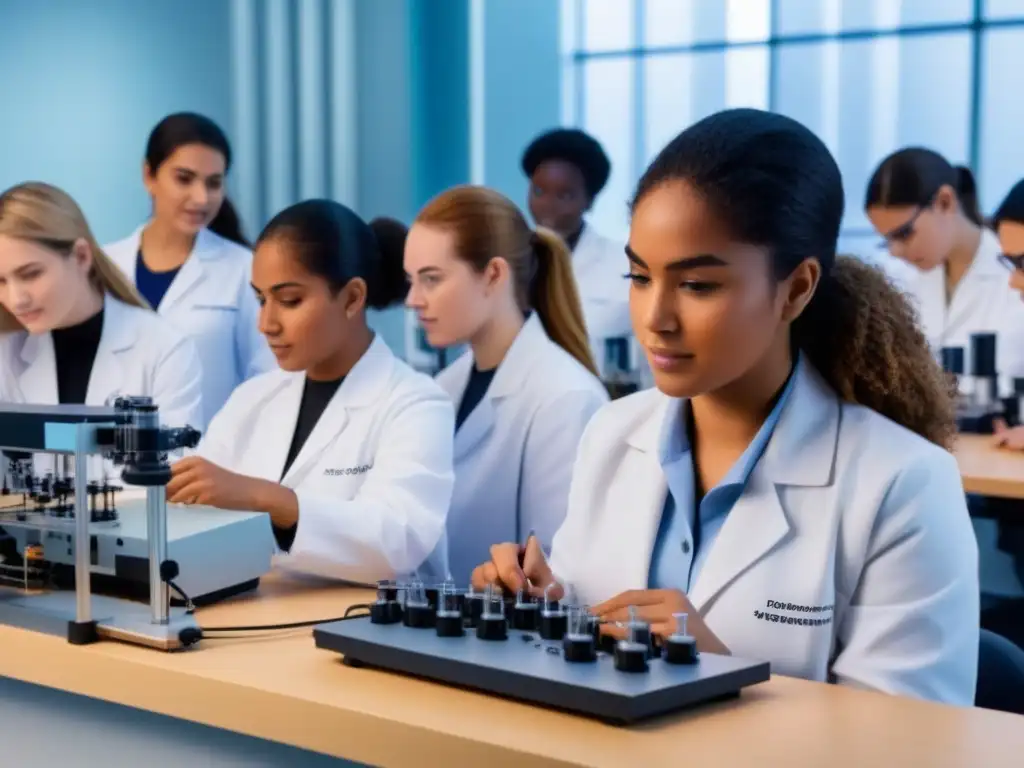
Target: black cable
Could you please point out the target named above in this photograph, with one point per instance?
(168, 572)
(193, 635)
(189, 605)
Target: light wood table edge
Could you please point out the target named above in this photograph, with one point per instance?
(227, 706)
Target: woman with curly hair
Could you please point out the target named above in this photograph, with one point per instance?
(786, 484)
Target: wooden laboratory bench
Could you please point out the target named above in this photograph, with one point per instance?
(987, 470)
(282, 688)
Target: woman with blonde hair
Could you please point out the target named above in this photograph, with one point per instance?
(526, 388)
(73, 330)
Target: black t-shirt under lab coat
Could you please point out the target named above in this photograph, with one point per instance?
(75, 352)
(315, 396)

- - -

Reproduce the lines without any change, starting at the line that contains "Target: woman with blonde hair" and ending at the final line above.

*Result of the exercise*.
Target: woman with blonde hair
Could you please point out the target named above in this photograph, with one point per instance?
(526, 388)
(73, 330)
Target: black t-shirt under lab coat
Could you please point out the target named above in this photograph, with one point per instance?
(75, 352)
(315, 396)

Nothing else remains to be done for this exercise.